**TASK TO COMPLETE:**
Gather every line in the records below that contains the word "dark", and copy each one.

**DATA FOR THE TASK:**
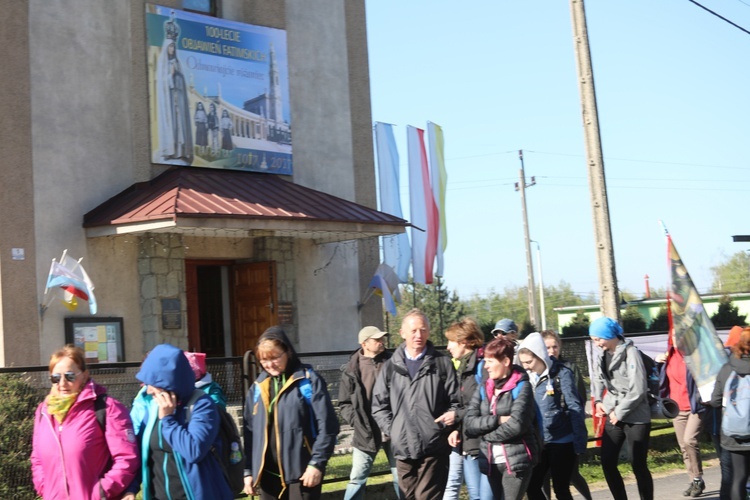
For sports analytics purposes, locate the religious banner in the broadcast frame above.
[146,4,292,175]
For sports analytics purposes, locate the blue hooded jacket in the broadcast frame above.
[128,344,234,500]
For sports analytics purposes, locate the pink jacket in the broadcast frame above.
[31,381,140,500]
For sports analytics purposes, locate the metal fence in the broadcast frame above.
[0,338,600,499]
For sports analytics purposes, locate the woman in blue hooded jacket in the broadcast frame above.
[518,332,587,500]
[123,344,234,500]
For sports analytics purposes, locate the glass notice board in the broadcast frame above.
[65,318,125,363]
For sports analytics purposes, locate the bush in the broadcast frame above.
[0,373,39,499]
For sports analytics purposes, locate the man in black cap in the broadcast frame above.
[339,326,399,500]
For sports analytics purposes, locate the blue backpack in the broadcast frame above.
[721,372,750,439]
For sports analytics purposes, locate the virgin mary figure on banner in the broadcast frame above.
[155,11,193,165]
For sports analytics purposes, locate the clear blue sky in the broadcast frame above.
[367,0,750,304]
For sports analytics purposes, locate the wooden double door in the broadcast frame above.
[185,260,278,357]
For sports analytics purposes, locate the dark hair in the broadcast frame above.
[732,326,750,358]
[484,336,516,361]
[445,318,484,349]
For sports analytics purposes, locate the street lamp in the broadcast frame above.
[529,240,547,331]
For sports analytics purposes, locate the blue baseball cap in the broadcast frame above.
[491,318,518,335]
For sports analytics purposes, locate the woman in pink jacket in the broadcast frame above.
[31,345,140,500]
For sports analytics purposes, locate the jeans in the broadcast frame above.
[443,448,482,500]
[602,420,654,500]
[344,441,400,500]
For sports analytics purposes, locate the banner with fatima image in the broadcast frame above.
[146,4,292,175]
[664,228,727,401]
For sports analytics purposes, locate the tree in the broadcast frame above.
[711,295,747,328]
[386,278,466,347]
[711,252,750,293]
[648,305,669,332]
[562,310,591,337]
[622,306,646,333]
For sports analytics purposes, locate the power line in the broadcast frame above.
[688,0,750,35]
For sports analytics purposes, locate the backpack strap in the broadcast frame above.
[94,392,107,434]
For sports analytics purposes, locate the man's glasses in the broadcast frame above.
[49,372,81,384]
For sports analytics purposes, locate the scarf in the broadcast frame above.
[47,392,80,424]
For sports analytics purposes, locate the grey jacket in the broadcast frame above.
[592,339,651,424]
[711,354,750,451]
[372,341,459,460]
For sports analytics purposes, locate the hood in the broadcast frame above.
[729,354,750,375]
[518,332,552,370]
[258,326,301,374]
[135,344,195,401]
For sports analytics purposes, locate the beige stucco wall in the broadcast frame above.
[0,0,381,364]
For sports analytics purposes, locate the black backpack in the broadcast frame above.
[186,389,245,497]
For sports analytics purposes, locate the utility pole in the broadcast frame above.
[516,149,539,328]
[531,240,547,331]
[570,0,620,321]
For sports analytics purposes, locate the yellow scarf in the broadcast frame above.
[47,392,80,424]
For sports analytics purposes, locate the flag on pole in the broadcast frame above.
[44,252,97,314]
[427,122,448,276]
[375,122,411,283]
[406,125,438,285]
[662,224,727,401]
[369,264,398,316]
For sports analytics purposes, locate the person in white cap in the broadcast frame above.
--
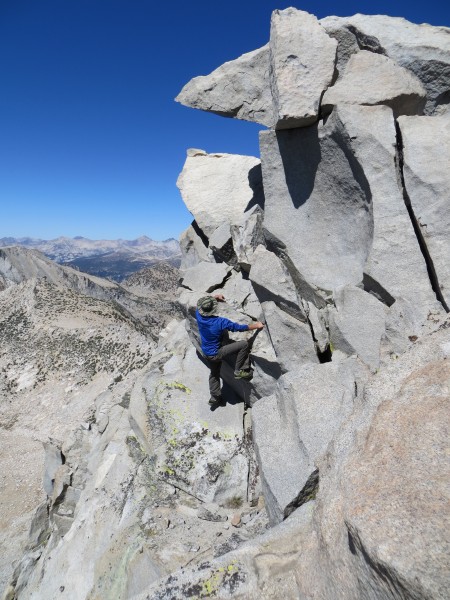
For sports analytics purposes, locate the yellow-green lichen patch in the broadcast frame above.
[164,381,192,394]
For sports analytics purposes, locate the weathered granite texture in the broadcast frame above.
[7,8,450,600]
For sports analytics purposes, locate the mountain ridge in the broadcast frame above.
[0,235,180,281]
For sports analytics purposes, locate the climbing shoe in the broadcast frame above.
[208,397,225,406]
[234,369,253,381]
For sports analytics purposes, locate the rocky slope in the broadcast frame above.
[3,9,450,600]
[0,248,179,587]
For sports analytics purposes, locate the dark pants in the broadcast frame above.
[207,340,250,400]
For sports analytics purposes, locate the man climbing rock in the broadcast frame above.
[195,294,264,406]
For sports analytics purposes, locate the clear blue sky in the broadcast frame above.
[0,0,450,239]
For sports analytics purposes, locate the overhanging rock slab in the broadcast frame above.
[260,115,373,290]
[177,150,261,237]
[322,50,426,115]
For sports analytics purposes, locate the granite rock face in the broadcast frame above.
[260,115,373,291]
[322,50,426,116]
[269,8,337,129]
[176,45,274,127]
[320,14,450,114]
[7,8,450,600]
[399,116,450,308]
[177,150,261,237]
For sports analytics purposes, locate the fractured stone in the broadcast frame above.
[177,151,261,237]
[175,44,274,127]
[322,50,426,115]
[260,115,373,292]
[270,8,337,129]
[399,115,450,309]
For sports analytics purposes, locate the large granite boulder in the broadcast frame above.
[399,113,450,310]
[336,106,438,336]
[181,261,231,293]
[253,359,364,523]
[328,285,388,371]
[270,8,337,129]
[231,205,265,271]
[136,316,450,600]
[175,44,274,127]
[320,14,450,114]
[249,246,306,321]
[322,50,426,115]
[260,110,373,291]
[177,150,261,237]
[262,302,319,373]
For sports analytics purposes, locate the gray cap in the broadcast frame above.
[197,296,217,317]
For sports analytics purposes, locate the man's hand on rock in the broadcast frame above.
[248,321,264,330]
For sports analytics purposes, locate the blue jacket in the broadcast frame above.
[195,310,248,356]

**PROBLEM SOLUTION:**
For sports analytics purposes, locate the dark hair in the broadcast frame above.
For sports analytics purposes, locate the dark pants in the broadcast frame above.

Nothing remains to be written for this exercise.